• **EXERCISE INSTRUCTIONS**
Copy out the lines below word for word, every one of them from first to last, without changing anything.

::: PROVIDED INFORMATION

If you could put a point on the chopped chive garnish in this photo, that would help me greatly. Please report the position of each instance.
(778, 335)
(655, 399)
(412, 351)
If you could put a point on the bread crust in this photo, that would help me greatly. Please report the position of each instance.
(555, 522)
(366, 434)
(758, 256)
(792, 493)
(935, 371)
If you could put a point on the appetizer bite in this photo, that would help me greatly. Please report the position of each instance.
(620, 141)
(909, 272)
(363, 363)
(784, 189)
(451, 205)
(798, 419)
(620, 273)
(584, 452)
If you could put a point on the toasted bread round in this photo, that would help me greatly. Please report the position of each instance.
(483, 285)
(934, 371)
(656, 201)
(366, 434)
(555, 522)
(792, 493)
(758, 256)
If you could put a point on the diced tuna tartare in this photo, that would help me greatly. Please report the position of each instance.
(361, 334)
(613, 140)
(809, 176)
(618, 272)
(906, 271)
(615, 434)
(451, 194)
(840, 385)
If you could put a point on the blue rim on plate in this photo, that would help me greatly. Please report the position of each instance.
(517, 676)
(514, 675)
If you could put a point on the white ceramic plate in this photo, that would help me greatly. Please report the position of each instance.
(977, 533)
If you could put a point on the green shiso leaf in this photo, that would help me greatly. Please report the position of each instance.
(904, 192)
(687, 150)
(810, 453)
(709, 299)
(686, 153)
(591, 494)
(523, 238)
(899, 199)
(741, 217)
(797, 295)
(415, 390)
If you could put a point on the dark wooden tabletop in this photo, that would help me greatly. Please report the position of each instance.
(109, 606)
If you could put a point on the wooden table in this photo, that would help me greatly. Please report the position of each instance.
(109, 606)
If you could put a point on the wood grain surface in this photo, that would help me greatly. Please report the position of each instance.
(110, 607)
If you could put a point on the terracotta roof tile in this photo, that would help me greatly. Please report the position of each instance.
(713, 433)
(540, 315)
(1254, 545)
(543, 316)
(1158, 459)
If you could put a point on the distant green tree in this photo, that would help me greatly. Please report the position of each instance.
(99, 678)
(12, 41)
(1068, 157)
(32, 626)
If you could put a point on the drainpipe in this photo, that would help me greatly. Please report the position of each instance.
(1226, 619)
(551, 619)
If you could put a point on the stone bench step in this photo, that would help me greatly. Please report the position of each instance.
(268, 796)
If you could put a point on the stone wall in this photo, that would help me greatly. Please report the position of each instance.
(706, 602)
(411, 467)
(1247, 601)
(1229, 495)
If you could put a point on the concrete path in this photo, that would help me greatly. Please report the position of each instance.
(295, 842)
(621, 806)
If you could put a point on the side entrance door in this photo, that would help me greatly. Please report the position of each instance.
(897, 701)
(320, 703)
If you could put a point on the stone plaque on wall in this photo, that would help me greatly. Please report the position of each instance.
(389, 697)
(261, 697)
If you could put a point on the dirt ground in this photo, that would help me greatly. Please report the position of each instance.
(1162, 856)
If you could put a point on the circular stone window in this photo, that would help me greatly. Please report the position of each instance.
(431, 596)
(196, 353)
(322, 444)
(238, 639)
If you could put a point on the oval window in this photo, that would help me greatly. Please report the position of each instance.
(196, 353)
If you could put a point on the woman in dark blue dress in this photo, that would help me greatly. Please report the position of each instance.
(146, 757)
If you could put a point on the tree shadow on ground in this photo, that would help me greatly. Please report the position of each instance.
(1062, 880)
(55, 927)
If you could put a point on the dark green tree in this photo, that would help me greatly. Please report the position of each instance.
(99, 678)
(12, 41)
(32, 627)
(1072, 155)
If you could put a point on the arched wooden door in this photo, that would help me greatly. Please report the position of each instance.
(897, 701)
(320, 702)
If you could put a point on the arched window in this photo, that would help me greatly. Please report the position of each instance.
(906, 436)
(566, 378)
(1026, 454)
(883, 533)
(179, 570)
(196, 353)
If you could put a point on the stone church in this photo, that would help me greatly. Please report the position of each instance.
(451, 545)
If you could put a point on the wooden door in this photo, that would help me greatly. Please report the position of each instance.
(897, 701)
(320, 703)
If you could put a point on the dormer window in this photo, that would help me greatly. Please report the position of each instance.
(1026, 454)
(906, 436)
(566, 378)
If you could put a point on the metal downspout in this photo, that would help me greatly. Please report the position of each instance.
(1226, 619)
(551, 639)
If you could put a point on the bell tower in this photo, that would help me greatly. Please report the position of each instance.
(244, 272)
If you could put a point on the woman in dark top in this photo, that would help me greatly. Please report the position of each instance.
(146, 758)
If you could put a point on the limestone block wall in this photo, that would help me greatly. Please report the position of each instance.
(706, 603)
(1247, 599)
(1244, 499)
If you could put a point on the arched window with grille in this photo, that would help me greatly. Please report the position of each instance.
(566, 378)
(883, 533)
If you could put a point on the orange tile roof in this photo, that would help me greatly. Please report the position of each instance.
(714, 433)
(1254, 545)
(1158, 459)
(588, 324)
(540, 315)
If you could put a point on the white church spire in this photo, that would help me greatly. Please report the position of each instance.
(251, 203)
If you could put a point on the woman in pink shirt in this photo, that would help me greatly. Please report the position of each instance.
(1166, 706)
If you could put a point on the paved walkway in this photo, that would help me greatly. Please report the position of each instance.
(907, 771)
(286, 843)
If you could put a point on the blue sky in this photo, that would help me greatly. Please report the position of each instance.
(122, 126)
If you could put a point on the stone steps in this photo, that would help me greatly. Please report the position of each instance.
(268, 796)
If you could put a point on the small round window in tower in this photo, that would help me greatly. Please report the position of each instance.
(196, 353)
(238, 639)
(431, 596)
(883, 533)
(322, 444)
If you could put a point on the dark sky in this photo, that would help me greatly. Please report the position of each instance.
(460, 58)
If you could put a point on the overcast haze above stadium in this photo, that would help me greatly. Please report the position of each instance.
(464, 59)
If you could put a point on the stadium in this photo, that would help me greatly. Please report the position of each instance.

::::::

• **FULL SOLUTION**
If you could put a point on the chopped chive garnish in this photo, that would help me greatly. Please report the position of each instance.
(778, 335)
(655, 399)
(412, 351)
If you could put a point on the bread crust in this photo, that would help me greatly. Please report the position of each instance.
(555, 522)
(366, 434)
(758, 256)
(792, 493)
(935, 371)
If you could put a point on the appetizer bite in this photo, that would help me greatly. Please report the position of each instance.
(620, 141)
(909, 272)
(363, 363)
(784, 189)
(451, 205)
(798, 419)
(620, 273)
(584, 452)
If you could put a point on the toasted bread round in this photo, that would help me greatly. Please report the position of each instance.
(483, 285)
(934, 371)
(656, 201)
(366, 434)
(555, 522)
(792, 493)
(758, 256)
If you could put a point on the diced tuna tartare in this photo, that would help me greatly. Please report the position of each instance.
(361, 334)
(613, 140)
(809, 176)
(618, 272)
(906, 271)
(615, 434)
(451, 194)
(840, 385)
If you could put a point on the blue rim on plate in this photo, that would help me greatly. Please report the position of each instance.
(517, 676)
(514, 675)
If you could put a point on the white ceramic plate in this photo, that would help me greatly. Please report the position of each instance.
(977, 533)
If you could put a point on the green shiso leaf in this photo, that would help me greatly. Please report the position of each instance.
(904, 192)
(687, 150)
(810, 453)
(709, 299)
(686, 153)
(591, 494)
(523, 238)
(899, 199)
(741, 217)
(797, 295)
(415, 390)
If you could put a point on the dark wooden tabletop in this photo, that would help me greatly. Please report the position of each instance.
(109, 606)
If you could put a point on the wooden table in this photo, that would help me greatly. Please report the position of each instance.
(109, 606)
If you could put a point on the wood grain surface in this photo, that would help me greatly. Please report the position of each instance.
(110, 607)
If you could put a point on the terracotta roof tile in this photo, that would help me greatly. Please report the position of each instance.
(713, 433)
(540, 315)
(1254, 545)
(543, 316)
(1158, 459)
If you could put a point on the distant green tree in this photo, that would help me greatly. Please report the position of each instance.
(99, 678)
(12, 41)
(1068, 157)
(32, 626)
If you could put a point on the drainpipe in this photo, that would help me greatly. Please report the position of each instance.
(1226, 619)
(551, 619)
If you could put a point on the stone bench step in this photo, that would help me greatly. Please report the position of each instance.
(268, 796)
If you could put a point on the stone wall in this photo, that would help me greatly. Please report the position of each instance.
(706, 602)
(411, 467)
(1247, 601)
(1229, 495)
If you could put a point on the concrete path in this photo, that would help me greatly. Please report the position of each instance.
(295, 842)
(621, 806)
If you could put a point on the side entrance door in this photo, that would help me greatly. Please report the position of each instance.
(897, 701)
(320, 703)
If you could put a point on the stone plaque on wall in this photo, that would help me greatly. Please report the position of each instance.
(389, 697)
(261, 697)
If you could put a point on the dirt ground in this photo, that would help me greatly. Please report the position of each instance.
(1162, 856)
If you could put a point on the circular stone window in this photo, that would help me greatly. Please report the position of each instance.
(431, 596)
(196, 353)
(322, 444)
(238, 639)
If you could put a point on the oval window in this photo, that would help me greatly. Please report the position of each instance.
(196, 353)
If you could put a point on the woman in dark blue dress in this photo, that would help me greatly. Please report the position of each instance.
(146, 757)
If you could put a point on the tree shadow on ground in this photo, that would help me greatly. Please report the position of each instance.
(1062, 880)
(55, 927)
If you could put a point on the dark green tree in this photo, that would help me greatly. Please report the position of each instance.
(99, 678)
(12, 41)
(32, 627)
(1072, 155)
If you could put a point on the arched wooden door in this photo, that would help me greatly. Please report the position of each instance.
(897, 701)
(320, 702)
If you could put a point on the arched window in this photo, that would help me greatly. Please report the position of each instance.
(906, 436)
(566, 378)
(1026, 454)
(883, 533)
(179, 570)
(196, 353)
If you could put a point on the stone church in this photo, that would help me greatly. Please report the position of each instance.
(451, 545)
If you could put a point on the wooden door in this photo, that would help me greatly. Please report the position of each instance.
(897, 701)
(320, 703)
If you could put a point on the dormer window in this photo, that would help me greatly. Please report the position of each instance.
(1026, 454)
(906, 436)
(566, 378)
If you could put a point on the metal downspout in this photo, that would help me greatly. Please report the position of each instance.
(1226, 619)
(551, 639)
If you could put a point on the bell tower in this photo, that would help me greatly. Please report the position of each instance.
(244, 272)
If you could put a point on the woman in dark top in this photo, that would help me greatly. Please report the position of each instance.
(146, 758)
If you could put a point on the limestone block wall in this photo, that would help me greatly. Please report the position of each instance.
(706, 603)
(1247, 599)
(1244, 499)
If you could put a point on the arched window with grille in this photo, that would help me greatly. Please report the position of each instance.
(566, 378)
(883, 533)
If you could put a point on the orange tile roof in this photo, that would help me greatly. Please report the position of each instance.
(714, 433)
(1254, 545)
(1158, 459)
(588, 324)
(540, 315)
If you could put a point on the white church spire in this photo, that would help me greatly. Please report the position of each instance.
(251, 203)
If you could put a point on the woman in pink shirt in this photo, that would help me greatly. Please report the position of each instance.
(1166, 706)
If you could put a point on the paved walkway in this photo, that would help me greatly. Please report the position of each instance.
(907, 771)
(286, 843)
If you could put a point on the blue sky in this photo, that would help me greatly. Please report the position of each instance.
(122, 126)
If you could put a point on the stone steps in this photo, that would help me greatly. Please report the position of each instance.
(268, 796)
If you could put a point on the small round window in tower in this photo, that would help me greatly. Please report the position of each instance.
(196, 353)
(238, 639)
(431, 596)
(883, 533)
(322, 444)
If you could put a point on the dark sky in this photo, that would help me greatly. Please report the position of each instance.
(460, 58)
If you could put a point on the overcast haze above stadium in this photo, that would help me greatly. Please report the position of each instance.
(464, 59)
If you could put a point on the stadium in this photo, that would help me greatly. Please report the position of each instance.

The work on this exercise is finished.